◆ Goal:
Starting with the line that contains "For every instance of the cylindrical" and going on through the last line of the rows below, format those lines as a JSON list of strings, one string per line, with blank lines left out.

--- start of Provided entries ---

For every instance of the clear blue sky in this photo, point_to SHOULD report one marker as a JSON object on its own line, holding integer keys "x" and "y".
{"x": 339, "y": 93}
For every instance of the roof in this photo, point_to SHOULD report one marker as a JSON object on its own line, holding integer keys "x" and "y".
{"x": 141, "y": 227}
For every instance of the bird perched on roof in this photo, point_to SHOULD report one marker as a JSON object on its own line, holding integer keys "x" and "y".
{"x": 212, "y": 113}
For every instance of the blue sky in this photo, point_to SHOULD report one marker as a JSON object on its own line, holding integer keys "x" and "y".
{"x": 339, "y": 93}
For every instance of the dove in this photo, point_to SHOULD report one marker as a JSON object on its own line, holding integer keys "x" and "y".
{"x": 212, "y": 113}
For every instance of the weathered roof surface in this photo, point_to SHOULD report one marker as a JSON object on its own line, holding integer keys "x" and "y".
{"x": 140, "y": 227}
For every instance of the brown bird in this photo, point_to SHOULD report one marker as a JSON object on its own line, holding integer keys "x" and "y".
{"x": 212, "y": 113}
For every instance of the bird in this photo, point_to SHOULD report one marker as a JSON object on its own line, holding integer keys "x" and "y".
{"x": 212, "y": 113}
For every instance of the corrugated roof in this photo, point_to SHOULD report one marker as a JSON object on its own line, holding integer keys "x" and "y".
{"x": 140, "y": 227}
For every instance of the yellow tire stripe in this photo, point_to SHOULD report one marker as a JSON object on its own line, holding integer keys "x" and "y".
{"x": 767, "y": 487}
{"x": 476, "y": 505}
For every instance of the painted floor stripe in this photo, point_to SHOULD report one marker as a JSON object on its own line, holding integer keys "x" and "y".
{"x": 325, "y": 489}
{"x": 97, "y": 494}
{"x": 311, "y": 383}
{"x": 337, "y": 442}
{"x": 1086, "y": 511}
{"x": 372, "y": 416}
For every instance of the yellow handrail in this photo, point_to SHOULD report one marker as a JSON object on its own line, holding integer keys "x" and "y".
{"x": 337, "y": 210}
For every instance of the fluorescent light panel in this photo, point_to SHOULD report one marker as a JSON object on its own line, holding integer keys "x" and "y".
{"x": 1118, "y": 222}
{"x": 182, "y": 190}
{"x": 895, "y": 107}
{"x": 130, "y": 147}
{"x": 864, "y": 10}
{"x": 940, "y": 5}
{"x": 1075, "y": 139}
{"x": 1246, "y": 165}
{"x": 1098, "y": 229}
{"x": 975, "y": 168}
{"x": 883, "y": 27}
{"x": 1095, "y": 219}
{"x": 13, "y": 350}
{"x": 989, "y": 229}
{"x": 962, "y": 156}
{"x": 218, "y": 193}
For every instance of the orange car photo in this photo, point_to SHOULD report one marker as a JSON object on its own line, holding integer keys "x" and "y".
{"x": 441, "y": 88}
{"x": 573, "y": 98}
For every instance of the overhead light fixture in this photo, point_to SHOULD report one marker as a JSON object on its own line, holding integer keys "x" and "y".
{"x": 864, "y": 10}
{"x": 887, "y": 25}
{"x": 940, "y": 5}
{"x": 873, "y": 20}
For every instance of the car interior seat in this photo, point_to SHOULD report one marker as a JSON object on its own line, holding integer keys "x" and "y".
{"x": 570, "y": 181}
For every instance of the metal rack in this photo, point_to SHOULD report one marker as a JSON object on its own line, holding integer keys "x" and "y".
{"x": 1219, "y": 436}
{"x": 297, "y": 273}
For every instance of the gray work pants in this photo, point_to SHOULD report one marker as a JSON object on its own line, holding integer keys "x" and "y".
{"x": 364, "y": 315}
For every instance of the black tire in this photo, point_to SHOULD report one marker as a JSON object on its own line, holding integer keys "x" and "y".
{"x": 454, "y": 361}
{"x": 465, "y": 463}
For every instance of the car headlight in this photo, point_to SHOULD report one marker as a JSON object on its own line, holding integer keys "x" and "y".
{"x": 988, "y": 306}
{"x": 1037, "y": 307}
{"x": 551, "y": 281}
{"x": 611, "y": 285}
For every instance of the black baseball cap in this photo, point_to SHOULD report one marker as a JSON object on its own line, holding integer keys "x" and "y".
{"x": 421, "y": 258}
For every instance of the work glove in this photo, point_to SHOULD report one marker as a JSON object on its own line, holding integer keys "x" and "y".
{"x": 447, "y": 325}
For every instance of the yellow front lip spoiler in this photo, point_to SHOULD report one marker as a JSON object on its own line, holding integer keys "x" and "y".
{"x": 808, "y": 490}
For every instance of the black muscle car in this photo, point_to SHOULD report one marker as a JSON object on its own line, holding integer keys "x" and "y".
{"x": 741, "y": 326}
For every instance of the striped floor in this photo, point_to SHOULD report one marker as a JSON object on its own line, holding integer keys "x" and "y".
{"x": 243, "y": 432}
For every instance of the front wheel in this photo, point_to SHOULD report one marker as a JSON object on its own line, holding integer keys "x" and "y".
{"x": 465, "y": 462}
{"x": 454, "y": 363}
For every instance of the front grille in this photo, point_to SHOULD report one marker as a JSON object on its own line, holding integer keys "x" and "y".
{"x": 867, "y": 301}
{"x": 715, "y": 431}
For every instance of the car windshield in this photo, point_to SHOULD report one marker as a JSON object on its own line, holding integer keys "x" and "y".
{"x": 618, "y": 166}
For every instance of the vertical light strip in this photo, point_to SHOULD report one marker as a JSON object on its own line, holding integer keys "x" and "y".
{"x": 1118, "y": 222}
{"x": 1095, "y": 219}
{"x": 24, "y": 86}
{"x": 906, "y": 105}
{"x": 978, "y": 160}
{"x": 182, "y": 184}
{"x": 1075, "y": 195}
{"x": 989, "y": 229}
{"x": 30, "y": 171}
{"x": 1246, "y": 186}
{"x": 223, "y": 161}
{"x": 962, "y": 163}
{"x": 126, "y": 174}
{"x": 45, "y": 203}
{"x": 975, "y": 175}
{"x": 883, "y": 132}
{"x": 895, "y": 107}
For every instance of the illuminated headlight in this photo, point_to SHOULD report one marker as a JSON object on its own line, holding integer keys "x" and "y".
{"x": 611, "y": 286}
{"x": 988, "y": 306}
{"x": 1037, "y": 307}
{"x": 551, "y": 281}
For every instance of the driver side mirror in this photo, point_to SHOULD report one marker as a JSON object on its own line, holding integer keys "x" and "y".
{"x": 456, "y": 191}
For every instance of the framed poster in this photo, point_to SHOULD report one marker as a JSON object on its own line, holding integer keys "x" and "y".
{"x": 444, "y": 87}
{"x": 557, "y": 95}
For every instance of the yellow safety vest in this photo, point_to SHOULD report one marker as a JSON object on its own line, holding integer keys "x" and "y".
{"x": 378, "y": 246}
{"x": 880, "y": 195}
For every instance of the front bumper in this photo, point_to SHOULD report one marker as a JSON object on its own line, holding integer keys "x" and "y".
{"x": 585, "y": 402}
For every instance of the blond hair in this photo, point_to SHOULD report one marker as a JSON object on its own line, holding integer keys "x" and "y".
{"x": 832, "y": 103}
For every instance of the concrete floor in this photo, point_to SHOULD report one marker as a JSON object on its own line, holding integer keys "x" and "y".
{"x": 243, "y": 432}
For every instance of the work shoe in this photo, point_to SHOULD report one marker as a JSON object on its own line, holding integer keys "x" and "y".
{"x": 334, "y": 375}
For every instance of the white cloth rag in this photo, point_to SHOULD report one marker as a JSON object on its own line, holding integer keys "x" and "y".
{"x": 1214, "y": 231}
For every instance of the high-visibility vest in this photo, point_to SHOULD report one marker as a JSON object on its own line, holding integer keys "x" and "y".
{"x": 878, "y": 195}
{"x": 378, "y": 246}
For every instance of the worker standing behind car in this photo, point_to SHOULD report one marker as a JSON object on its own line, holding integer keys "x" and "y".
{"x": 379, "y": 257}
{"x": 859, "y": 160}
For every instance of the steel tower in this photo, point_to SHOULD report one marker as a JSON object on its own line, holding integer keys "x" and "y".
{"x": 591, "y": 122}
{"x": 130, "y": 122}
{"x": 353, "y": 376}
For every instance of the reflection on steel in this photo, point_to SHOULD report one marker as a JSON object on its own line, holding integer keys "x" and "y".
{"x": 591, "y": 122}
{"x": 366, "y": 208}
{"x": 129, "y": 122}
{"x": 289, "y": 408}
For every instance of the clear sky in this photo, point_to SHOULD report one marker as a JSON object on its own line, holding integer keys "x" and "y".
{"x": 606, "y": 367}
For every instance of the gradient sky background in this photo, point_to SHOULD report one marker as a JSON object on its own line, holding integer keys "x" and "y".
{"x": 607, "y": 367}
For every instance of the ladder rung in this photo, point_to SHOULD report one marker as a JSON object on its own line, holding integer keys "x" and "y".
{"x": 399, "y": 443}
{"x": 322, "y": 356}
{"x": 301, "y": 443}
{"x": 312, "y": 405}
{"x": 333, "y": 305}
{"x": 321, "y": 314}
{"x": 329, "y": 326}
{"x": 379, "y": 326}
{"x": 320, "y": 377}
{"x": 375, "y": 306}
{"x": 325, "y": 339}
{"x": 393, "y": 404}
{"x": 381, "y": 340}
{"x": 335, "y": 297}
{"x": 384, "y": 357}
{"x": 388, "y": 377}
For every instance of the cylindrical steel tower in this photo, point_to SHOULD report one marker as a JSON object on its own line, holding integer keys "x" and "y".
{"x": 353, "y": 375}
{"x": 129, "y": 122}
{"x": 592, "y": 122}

--- end of Provided entries ---

◆ Exercise response:
[
  "For every instance of the cylindrical steel tower in this photo, point_to SHOULD report one marker as a JSON object on its own line, holding integer keys \"x\" and \"y\".",
  "{\"x\": 353, \"y\": 375}",
  "{\"x\": 129, \"y\": 122}",
  "{\"x\": 592, \"y\": 122}"
]